**Problem to work on**:
Repeat every line of the records below verbatim, in their original order.

*** Supplied entries

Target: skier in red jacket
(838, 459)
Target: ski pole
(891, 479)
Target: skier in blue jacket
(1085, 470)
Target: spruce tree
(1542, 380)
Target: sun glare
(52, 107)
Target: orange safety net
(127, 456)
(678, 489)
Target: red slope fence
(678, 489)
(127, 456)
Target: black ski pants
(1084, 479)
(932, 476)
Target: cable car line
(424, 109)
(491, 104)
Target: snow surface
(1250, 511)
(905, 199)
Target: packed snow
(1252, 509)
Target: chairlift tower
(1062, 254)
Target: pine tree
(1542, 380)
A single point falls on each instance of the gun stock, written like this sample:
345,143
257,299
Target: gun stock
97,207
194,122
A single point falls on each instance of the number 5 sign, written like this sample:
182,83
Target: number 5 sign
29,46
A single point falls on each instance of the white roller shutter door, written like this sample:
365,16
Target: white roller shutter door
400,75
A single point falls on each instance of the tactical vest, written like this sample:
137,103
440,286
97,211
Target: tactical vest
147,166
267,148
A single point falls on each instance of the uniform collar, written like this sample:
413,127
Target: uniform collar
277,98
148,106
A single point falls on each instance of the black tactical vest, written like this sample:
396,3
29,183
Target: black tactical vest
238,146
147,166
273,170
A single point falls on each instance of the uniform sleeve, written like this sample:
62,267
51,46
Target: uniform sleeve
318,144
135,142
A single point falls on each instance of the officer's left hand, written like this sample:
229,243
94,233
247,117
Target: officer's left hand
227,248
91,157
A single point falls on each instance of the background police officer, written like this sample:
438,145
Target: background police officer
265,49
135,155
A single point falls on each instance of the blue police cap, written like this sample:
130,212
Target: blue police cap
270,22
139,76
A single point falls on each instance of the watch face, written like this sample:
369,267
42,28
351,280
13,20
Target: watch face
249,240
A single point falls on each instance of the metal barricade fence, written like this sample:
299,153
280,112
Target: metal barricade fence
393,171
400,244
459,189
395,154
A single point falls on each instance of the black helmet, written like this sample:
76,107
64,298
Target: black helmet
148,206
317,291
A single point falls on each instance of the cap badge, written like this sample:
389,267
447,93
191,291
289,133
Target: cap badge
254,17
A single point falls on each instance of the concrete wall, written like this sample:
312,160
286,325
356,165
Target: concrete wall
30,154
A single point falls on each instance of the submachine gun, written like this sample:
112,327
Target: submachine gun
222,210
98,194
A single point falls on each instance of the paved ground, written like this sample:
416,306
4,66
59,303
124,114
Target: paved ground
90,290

******

**Exercise solution**:
Target: skier in red jacket
(838, 459)
Target: ski pole
(891, 479)
Target: skier in blue jacket
(1085, 470)
Target: spruce tree
(1542, 380)
Target: sun glare
(52, 107)
Target: orange safety net
(127, 456)
(678, 489)
Target: red slope fence
(678, 489)
(127, 456)
Target: black ski pants
(1084, 479)
(932, 476)
Target: cable car line
(424, 109)
(491, 104)
Target: snow surface
(1250, 511)
(905, 199)
Target: packed snow
(1252, 509)
Target: chairlift tower
(1062, 254)
Target: pine tree
(1542, 380)
A single point falls on each instance of the gun stock, written like this sample:
345,143
257,299
Target: gun stock
97,207
194,122
A single point falls on each instance of the number 5 sign, written like this sample:
182,83
Target: number 5 sign
29,46
A single point falls on each instance of the white roller shutter door, written like this sample:
365,16
Target: white roller shutter door
400,75
A single point falls on each instance of the tactical vest, written like this sample:
137,103
440,286
97,211
Target: tactical vest
147,166
267,148
A single point falls on each instance of the uniform collar, written like this sample:
413,127
Target: uniform collar
277,98
148,106
A single point falls on each instance of the black tactical vest, written like this sample:
396,3
29,183
Target: black tactical vest
238,146
147,166
273,170
A single point falls on each instance of the uniform sleeve, written like this sample:
62,267
51,46
Target: uniform sleeve
318,144
135,142
A single point falls on each instance of the officer's left hand, written like this sample:
229,243
94,233
247,117
Target: officer's left hand
227,248
91,157
A single point falls on each instance of the background police officer, written like this sample:
438,145
Target: background police officer
265,49
135,155
A single point falls on each instance of the blue police cap, written like this sample:
130,212
Target: blue police cap
270,22
139,76
A single point falls on each instance of the watch face, written like this sample:
369,267
42,28
351,280
13,20
Target: watch face
249,240
A single point falls on each instance of the metal barricade fence, written like this sample:
299,153
280,112
Target: metal barricade fence
393,171
400,244
459,189
395,154
A single point falls on each instance of the black helmet, written like this sample:
76,107
64,298
Target: black helmet
148,206
317,291
A single point falls on each instance of the cap badge, written like this sample:
389,267
447,93
191,291
289,133
Target: cap badge
254,17
A single point falls on each instance of the concrete wall, written like this sample:
312,160
286,325
356,165
Target: concrete wall
30,154
A single point falls on each instance of the submachine gun, written like this sample:
112,327
Target: submachine gun
222,210
98,194
A single point falls on each instance of the paved ground, written like this sample:
416,306
4,66
59,303
124,114
Target: paved ground
90,290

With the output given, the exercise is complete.